**Task to complete**: Copy out each record below, exactly as given.

---------------

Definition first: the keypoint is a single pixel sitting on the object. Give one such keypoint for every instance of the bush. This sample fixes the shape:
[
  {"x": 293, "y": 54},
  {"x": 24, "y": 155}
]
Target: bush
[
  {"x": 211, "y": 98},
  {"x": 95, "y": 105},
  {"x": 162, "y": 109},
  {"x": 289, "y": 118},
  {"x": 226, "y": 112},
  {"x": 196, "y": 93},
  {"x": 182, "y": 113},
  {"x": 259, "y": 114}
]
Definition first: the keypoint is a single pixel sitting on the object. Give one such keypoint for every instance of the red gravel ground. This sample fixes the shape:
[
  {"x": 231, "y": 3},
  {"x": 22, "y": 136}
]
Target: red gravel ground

---------------

**Task answer**:
Definition first: the keypoint is a single pixel sitting on the object. Give one such keypoint for every instance of the bush. This sample fixes the shape:
[
  {"x": 293, "y": 54},
  {"x": 24, "y": 155}
]
Target: bush
[
  {"x": 211, "y": 98},
  {"x": 95, "y": 105},
  {"x": 162, "y": 109},
  {"x": 289, "y": 118},
  {"x": 226, "y": 112},
  {"x": 196, "y": 93},
  {"x": 182, "y": 113},
  {"x": 259, "y": 114}
]
Definition first: the keypoint is a single pixel sitting on the object. Give one such keypoint for every instance of the red gravel ground. This sample fixes the shape:
[
  {"x": 231, "y": 3},
  {"x": 22, "y": 136}
]
Target: red gravel ground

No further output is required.